MineSweeper: A Clean Sweep for Drop-In Use-after-Free Prevention
- Hide Paper Summary
Link: https://dl.acm.org/doi/10.1145/3503222.3507712
Year: ASPLOS 2022
Keyword: malloc; security
Highlight:
- 
    Use-after-free bugs can be utilized by malicious attackers to inject the attack vector into a memory block being used by the application after the block is freed. 
- 
    We can borrow from GC mark-and-sweep algorithms to detect whether there are live references to a block being sent to free(). If true, the block should not be deallocated. The scan process, however, does not need to be precise as in GC. As a result, both false positive and false negatives can occur. 
Comments:
- Does MineSweeper need to save allocation size somewhere as well (C++ can do this already)? What if a live reference points to the middle of an object after the object is passed to free()?
This paper presents MineSweeper, a memory safety tool that detects use-after-free cases for malloc library with little overhead on both execution cycles and memory. MineSweeper is motivated by Mark-and-Sweep Garbage Collection (GC) techniques that detect live references to objects. MineSweeper leverages a similar algorithm to detect potential use-after-free cases by scanning for pointers that have freed by the application in the application’s address space. Compared with prior works, MineSweeper offers strong protection guarantees while only incurring marginal penalty on execution time and memory consumption. Besides, MineSweeper does not require modification to the application and only requires non-functional changes to the allocator.
The MineSweeper design addresses use-after-free scenario where a pointer from the malloc library is used by the application after free has been called to deallocate the pointer. In this scenario, a malicious attacker can request allocation of the same size as the deallocated block after which it populates the block with the attack vector. If the targeted application later on uses the block to perform vulnerable operations, e.g., virtual function calls, the attacker can hijack the control flow by populating the block with a function pointer to an attack routine. As a result, the application is compromised and sensitive data might be leaked to the attacker.

## [Tasks]
[1] Please transcribe the MineSweeper summary from "MineSweeper: A Clean" up to and including "block is freed.".
[2] Using the MineSweeper summary, decide whether each statement agrees with it. Answer yes or no for each, and quote the deciding words.
(a) MineSweeper requires modification to the application.
(b) The MineSweeper scan process must be as precise as in GC.
(c) The MineSweeper paper appeared at ASPLOS 2022.
[3] Extend the MineSweeper summary, picking up right after its last sentence.

## [Record list]
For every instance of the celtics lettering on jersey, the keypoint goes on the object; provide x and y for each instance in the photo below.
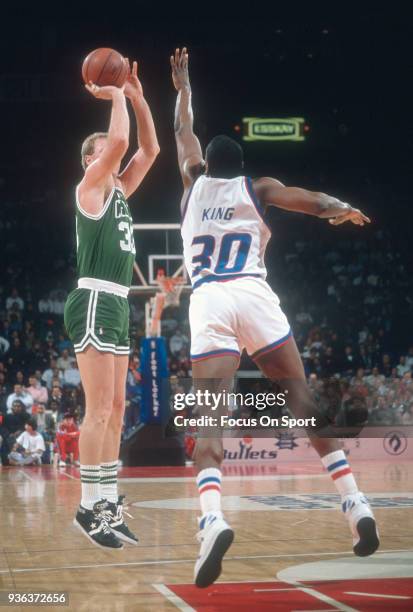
(105, 243)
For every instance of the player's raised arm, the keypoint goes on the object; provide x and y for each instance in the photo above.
(148, 145)
(273, 193)
(190, 158)
(98, 171)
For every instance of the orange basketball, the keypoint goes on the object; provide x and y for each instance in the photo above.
(105, 67)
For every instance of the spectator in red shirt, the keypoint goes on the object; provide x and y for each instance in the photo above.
(37, 391)
(67, 439)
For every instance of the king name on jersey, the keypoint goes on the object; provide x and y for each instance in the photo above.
(121, 209)
(217, 214)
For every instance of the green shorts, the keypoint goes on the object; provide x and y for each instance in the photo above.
(98, 319)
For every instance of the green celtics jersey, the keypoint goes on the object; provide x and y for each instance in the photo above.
(105, 244)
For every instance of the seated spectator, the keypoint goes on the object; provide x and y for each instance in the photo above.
(71, 376)
(63, 343)
(402, 367)
(375, 379)
(14, 300)
(19, 393)
(409, 358)
(177, 342)
(16, 421)
(45, 421)
(17, 355)
(37, 391)
(29, 446)
(4, 346)
(52, 372)
(67, 439)
(19, 378)
(4, 393)
(65, 360)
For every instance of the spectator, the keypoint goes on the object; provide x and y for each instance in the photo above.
(37, 391)
(4, 346)
(29, 446)
(56, 397)
(409, 358)
(45, 422)
(71, 376)
(4, 393)
(402, 367)
(177, 342)
(67, 439)
(14, 301)
(17, 355)
(52, 372)
(65, 360)
(20, 394)
(63, 343)
(16, 421)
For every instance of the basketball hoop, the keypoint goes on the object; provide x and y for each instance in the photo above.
(170, 289)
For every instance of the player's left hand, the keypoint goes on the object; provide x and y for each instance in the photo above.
(179, 66)
(133, 86)
(354, 216)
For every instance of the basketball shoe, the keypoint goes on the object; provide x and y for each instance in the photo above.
(215, 536)
(114, 516)
(93, 524)
(362, 524)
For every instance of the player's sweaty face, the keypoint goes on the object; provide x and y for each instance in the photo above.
(100, 144)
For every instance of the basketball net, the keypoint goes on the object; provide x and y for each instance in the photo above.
(169, 294)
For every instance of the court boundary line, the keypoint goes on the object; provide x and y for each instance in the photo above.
(322, 597)
(262, 478)
(173, 598)
(192, 560)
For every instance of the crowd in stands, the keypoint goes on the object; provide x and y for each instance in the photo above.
(348, 300)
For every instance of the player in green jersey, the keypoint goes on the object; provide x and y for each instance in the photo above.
(97, 312)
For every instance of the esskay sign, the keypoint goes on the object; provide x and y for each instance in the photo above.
(291, 128)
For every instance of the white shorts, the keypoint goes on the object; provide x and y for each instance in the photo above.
(226, 317)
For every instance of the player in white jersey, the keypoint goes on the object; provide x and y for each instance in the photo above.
(232, 307)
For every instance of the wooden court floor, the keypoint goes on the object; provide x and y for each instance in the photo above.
(292, 548)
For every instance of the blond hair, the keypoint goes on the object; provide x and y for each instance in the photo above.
(88, 146)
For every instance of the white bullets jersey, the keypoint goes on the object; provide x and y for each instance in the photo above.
(223, 231)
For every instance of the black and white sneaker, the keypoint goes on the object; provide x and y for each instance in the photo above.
(114, 516)
(93, 524)
(216, 537)
(362, 524)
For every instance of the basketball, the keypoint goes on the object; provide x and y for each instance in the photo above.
(105, 67)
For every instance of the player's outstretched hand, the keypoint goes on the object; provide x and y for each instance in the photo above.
(103, 93)
(354, 215)
(133, 87)
(179, 65)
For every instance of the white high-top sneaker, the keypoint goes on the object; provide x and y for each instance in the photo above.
(216, 537)
(362, 524)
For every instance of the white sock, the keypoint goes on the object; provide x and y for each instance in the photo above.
(209, 487)
(340, 471)
(109, 481)
(90, 480)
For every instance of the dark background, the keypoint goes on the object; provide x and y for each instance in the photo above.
(348, 74)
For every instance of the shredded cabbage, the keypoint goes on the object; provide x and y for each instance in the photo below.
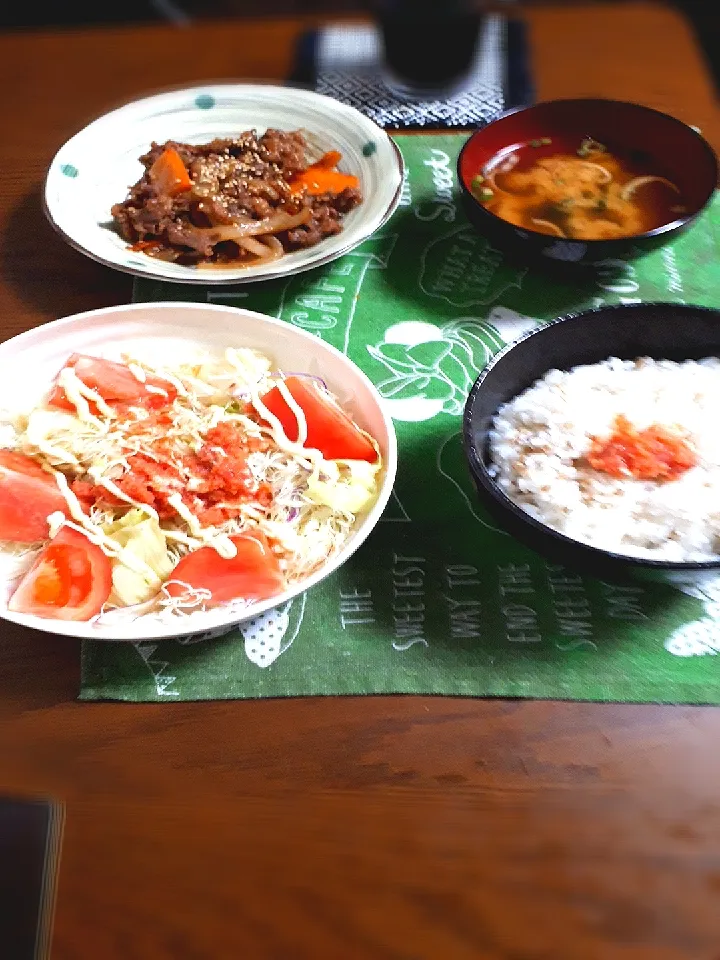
(141, 537)
(309, 509)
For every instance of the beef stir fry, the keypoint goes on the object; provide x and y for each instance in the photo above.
(243, 201)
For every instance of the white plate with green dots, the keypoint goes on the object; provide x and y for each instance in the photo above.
(96, 167)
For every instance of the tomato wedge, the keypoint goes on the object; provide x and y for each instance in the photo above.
(28, 495)
(70, 580)
(330, 429)
(253, 574)
(116, 384)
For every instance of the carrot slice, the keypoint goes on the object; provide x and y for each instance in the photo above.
(169, 173)
(322, 177)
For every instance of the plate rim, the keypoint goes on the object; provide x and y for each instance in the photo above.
(237, 278)
(65, 628)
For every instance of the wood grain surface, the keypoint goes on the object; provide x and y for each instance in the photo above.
(401, 828)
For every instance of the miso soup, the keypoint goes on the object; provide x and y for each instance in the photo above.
(583, 191)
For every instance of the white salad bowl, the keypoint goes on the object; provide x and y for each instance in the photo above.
(95, 168)
(163, 333)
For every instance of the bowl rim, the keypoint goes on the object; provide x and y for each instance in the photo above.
(219, 625)
(670, 227)
(480, 472)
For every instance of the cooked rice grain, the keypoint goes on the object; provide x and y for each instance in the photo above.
(540, 440)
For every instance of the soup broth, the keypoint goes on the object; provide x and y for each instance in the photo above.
(582, 191)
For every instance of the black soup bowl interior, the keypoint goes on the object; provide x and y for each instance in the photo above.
(660, 144)
(658, 330)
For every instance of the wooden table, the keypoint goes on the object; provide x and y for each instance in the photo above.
(387, 828)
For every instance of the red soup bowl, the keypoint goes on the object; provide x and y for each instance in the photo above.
(654, 141)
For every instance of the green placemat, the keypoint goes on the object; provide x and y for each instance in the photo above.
(438, 600)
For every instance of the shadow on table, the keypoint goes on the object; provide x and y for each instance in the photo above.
(45, 272)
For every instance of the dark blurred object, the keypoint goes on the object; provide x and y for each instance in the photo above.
(30, 836)
(429, 45)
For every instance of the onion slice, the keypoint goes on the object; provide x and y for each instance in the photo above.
(555, 230)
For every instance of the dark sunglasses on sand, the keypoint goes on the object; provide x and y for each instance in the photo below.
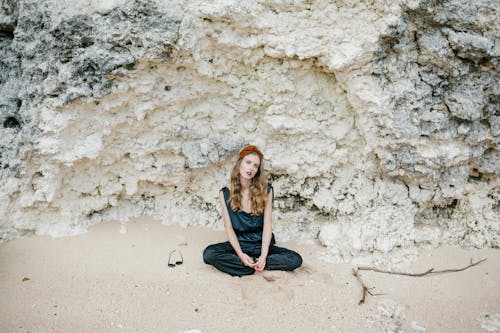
(178, 262)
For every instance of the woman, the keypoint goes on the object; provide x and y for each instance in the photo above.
(246, 211)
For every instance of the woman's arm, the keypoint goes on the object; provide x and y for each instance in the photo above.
(267, 232)
(231, 235)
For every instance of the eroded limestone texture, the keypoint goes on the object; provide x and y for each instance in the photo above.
(379, 120)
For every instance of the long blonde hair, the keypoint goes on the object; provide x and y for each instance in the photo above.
(257, 190)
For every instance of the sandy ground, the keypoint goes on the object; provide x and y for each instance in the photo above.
(107, 281)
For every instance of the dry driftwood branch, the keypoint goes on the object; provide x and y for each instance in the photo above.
(366, 290)
(429, 271)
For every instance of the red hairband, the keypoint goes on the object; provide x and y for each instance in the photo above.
(248, 150)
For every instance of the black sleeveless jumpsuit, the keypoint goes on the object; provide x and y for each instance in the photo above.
(248, 229)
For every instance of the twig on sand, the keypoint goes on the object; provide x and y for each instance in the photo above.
(429, 271)
(367, 290)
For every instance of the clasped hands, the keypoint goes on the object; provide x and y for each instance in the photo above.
(258, 265)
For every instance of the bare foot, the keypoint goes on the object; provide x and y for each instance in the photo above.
(271, 275)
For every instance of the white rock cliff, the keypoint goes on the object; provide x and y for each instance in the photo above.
(379, 119)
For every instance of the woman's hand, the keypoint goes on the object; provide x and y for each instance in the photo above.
(260, 264)
(247, 261)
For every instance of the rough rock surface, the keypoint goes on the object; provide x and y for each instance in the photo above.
(379, 120)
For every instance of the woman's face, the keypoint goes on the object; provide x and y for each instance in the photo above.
(249, 166)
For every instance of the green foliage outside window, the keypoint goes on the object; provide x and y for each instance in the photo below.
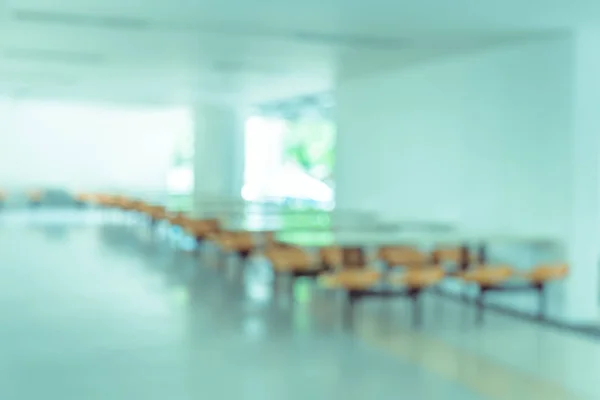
(310, 143)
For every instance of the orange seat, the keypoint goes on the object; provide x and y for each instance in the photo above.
(331, 256)
(546, 272)
(202, 228)
(488, 275)
(290, 259)
(235, 241)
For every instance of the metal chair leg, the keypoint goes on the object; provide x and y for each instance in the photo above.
(480, 305)
(417, 313)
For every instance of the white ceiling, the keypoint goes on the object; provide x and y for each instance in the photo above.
(243, 50)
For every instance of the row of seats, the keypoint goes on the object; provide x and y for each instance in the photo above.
(396, 270)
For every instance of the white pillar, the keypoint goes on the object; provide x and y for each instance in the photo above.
(583, 237)
(219, 152)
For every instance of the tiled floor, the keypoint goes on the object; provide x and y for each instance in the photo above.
(90, 310)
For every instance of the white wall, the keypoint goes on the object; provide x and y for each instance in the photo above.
(476, 139)
(86, 147)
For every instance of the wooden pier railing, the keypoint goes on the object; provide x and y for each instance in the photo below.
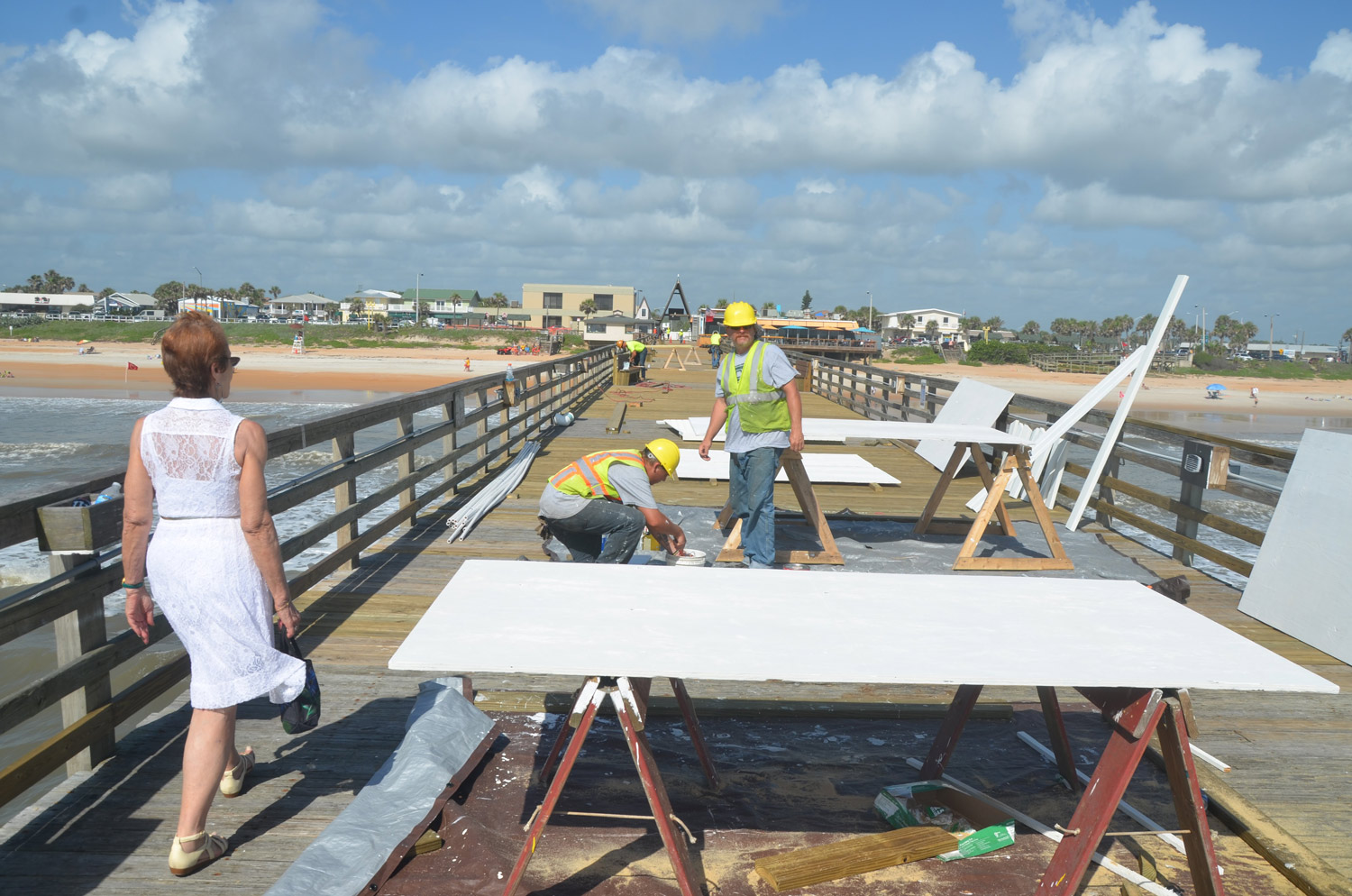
(484, 421)
(1183, 519)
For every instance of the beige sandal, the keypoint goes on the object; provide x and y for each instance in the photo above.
(183, 863)
(233, 782)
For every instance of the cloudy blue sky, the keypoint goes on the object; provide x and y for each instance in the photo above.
(1029, 159)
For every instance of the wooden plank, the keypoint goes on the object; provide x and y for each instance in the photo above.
(854, 855)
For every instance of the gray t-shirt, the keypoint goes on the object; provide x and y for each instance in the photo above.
(630, 481)
(778, 370)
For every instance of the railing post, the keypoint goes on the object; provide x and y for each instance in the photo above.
(406, 468)
(345, 495)
(1192, 473)
(80, 631)
(1111, 469)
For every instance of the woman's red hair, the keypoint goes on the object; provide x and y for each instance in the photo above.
(189, 348)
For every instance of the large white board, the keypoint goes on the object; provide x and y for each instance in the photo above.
(752, 625)
(821, 468)
(971, 403)
(1302, 579)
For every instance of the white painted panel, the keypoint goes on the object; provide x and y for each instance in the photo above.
(832, 430)
(1302, 579)
(971, 403)
(1114, 429)
(749, 625)
(821, 468)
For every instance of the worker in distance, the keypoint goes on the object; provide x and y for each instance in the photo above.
(599, 504)
(756, 397)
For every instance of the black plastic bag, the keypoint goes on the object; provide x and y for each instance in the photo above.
(302, 714)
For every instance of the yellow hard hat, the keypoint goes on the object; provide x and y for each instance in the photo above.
(667, 454)
(740, 315)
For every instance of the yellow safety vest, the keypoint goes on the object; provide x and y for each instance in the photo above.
(589, 474)
(760, 405)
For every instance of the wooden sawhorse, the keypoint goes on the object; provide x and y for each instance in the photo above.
(691, 357)
(630, 700)
(792, 463)
(1016, 462)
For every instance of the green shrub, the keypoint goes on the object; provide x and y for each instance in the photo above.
(997, 353)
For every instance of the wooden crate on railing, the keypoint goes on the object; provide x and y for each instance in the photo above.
(62, 527)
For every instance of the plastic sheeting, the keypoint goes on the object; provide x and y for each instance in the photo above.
(443, 734)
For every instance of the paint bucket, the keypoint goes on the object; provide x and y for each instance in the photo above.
(691, 558)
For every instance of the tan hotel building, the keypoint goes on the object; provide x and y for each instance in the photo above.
(560, 305)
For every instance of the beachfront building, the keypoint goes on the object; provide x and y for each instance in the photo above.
(365, 303)
(306, 306)
(890, 325)
(600, 330)
(562, 305)
(46, 305)
(129, 303)
(446, 306)
(219, 308)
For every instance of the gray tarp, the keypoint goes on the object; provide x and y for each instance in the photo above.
(443, 738)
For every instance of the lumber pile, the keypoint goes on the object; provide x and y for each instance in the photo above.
(854, 855)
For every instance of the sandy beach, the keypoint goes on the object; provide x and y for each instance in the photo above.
(57, 365)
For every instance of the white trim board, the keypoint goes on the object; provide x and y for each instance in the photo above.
(1125, 405)
(754, 625)
(1302, 577)
(971, 403)
(821, 468)
(832, 430)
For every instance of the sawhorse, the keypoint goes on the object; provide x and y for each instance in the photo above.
(630, 700)
(1016, 462)
(1135, 715)
(691, 359)
(792, 463)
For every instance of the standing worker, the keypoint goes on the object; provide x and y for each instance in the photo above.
(599, 504)
(638, 357)
(756, 381)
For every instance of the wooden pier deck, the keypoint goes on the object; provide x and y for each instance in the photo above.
(107, 831)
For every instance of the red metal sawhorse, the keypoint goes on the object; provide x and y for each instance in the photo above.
(1135, 714)
(630, 701)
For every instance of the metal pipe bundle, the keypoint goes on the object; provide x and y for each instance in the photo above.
(464, 519)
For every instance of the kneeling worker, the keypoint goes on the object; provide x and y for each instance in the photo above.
(608, 495)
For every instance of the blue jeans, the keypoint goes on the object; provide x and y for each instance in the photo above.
(752, 498)
(581, 533)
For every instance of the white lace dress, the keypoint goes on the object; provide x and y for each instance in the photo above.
(199, 568)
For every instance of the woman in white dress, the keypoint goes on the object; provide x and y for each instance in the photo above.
(214, 568)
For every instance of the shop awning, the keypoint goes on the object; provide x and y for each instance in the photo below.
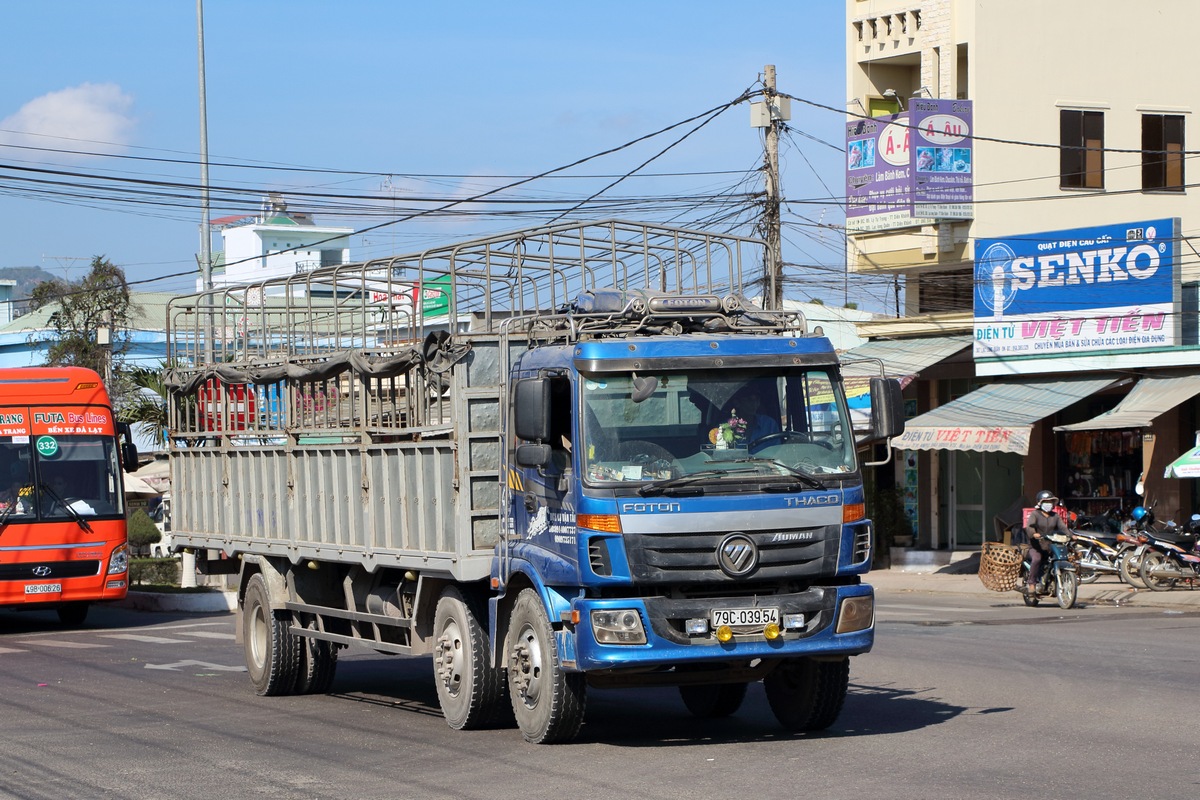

## [Exercise responses]
[1]
MineSweeper: A Clean Sweep for Drop-In Use-after-Free Prevention
- Hide Paper Summary
Link: https://dl.acm.org/doi/10.1145/3503222.3507712
Year: ASPLOS 2022
Keyword: malloc; security
Highlight:
- 
    Use-after-free bugs can be utilized by malicious attackers to inject the attack vector into a memory block being used by the application after the block is freed.

[2]
(a) No: "MineSweeper does not require modification to the application and only requires non-functional changes to the allocator."
(b) No: "The scan process, however, does not need to be precise as in GC."
(c) Yes: "Year: ASPLOS 2022"

[3]
To address this problem, MineSweeper proposes that the actual deallocation of blocks that are freed via the free library call should be postponed until no other reference is held by the application. After this condition is met, the application can never gain access to the freed block via direct pointer accesses (but is still vulnerable to other forms of pointer anomalies such as buffer overflow) and hence the use-after-free scenario becomes impossible. To achieve the design goal, MineSweeper integrates with the memory allocator’s free function. When an object is about to be freed by the application, instead of deallocating the storage and insert it into the free list, MineSweeper moves the object pointer into a quarantine list, hence preventing the object from being reallocated on another request. Periodically, MineSweeper scans the address space of the application, treating every aligned 8-byte value as a pointer, and deallocates those in the quarantine list whose value has not occurred during the scan. Note that this approach will incur both false positives and false negatives. False positives is a result of treating every value as a pointer. It might therefore be possible that some patterns or integer values coincide with pointer values in the quarantine list. On the other hand, false negatives can arise if actual pointer values are not stored on aligned boundaries, or that the pointer values are tagged (e.g., on higher bits with ARM’s Pointer Authentication Code ISA extension). However, the paper argues that the two cases are relatively rare and can be addresses by application programmers (applications are assumed to be non-malicious).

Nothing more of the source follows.